BEGIN Provided records

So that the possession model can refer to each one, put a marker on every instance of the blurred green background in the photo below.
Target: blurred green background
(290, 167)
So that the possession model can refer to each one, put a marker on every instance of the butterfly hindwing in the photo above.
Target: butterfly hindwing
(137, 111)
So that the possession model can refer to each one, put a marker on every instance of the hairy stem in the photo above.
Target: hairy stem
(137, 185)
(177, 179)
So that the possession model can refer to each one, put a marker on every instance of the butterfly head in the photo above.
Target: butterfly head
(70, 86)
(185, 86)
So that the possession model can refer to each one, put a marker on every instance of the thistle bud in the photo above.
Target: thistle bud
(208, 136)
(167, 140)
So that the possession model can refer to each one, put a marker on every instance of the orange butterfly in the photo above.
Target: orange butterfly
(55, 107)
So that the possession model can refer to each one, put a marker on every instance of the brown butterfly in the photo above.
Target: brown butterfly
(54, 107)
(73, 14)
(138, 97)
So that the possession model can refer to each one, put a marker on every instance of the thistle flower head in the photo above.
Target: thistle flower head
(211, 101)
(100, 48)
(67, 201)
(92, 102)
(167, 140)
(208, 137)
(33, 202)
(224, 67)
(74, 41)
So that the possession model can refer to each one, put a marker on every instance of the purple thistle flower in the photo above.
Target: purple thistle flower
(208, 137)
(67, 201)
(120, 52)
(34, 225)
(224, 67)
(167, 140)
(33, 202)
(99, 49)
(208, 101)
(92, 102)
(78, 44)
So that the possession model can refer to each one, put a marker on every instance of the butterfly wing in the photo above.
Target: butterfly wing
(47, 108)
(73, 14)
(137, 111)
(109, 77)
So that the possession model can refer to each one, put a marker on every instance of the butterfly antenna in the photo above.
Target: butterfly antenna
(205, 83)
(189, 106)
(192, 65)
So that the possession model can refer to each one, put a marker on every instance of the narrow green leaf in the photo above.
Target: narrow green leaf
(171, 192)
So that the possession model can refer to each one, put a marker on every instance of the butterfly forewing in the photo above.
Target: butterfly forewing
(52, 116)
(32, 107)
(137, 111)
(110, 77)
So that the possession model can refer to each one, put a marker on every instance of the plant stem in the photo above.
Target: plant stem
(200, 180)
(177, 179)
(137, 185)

END Provided records

» Exercise requirements:
Put every line of the material into a JSON list of strings, with one string per line and blank lines omitted.

» Response to this task:
[
  "So that the possession model can refer to each one, put a marker on every instance of the blurred green background in the photo below.",
  "Target: blurred green background",
  "(290, 167)",
  "So that the possession model can refer to each one, put a marker on every instance of the butterfly hindwing in the photo above.",
  "Target: butterfly hindwing",
  "(137, 111)",
  "So that the possession model can refer to each one, put a marker on every instance of the hairy stem in the photo above.",
  "Target: hairy stem",
  "(137, 185)",
  "(177, 179)",
  "So that the possession model can refer to each one, put a marker on every instance of the butterfly head in the photo above.",
  "Target: butterfly head",
  "(70, 86)",
  "(185, 86)",
  "So that the possession model can refer to each one, put a marker on every instance of the thistle bud in the photo above.",
  "Target: thistle bud",
  "(208, 136)",
  "(167, 140)",
  "So that the possession model can refer to each one, put a marker on every instance of the orange butterfly in the photo above.",
  "Target: orange butterfly",
  "(55, 107)",
  "So that the possession model can refer to each one, put a marker on every instance of the brown butterfly in the photo above.",
  "Target: brown butterfly",
  "(54, 107)",
  "(73, 14)",
  "(138, 97)",
  "So that the possession model can refer to each one, put a marker on every instance of the thistle flower head in the photo above.",
  "Target: thistle flower head",
  "(211, 101)",
  "(100, 48)",
  "(67, 201)",
  "(92, 102)",
  "(167, 140)",
  "(208, 137)",
  "(33, 202)",
  "(224, 67)",
  "(74, 41)",
  "So that the possession model can refer to each one, put a marker on every instance of the purple thistle flower in the photo above.",
  "Target: purple thistle flower",
  "(208, 137)",
  "(67, 201)",
  "(120, 52)",
  "(34, 225)",
  "(224, 67)",
  "(167, 140)",
  "(33, 202)",
  "(99, 49)",
  "(208, 101)",
  "(92, 102)",
  "(78, 44)",
  "So that the possession model can refer to each one, put a marker on every instance of the butterfly wing in the photo above.",
  "Target: butterfly wing",
  "(47, 108)",
  "(73, 14)",
  "(137, 111)",
  "(109, 77)",
  "So that the possession model can refer to each one, put a marker on every instance of the butterfly antenna in the photo above.",
  "Target: butterfly antenna",
  "(205, 83)",
  "(189, 106)",
  "(192, 65)",
  "So that the possession model can refer to each one, put a marker on every instance of the narrow green leaf in the photo above.",
  "Target: narrow green leaf",
  "(171, 192)",
  "So that the possession model can refer to each one, put a marker on every instance of the butterfly forewing in the photo above.",
  "Target: butterfly forewing",
  "(52, 116)",
  "(32, 107)",
  "(137, 111)",
  "(110, 77)",
  "So that the possession model can refer to each one, put a marker on every instance of the plant stem in the photo above.",
  "Target: plant stem",
  "(200, 180)",
  "(177, 179)",
  "(137, 185)"
]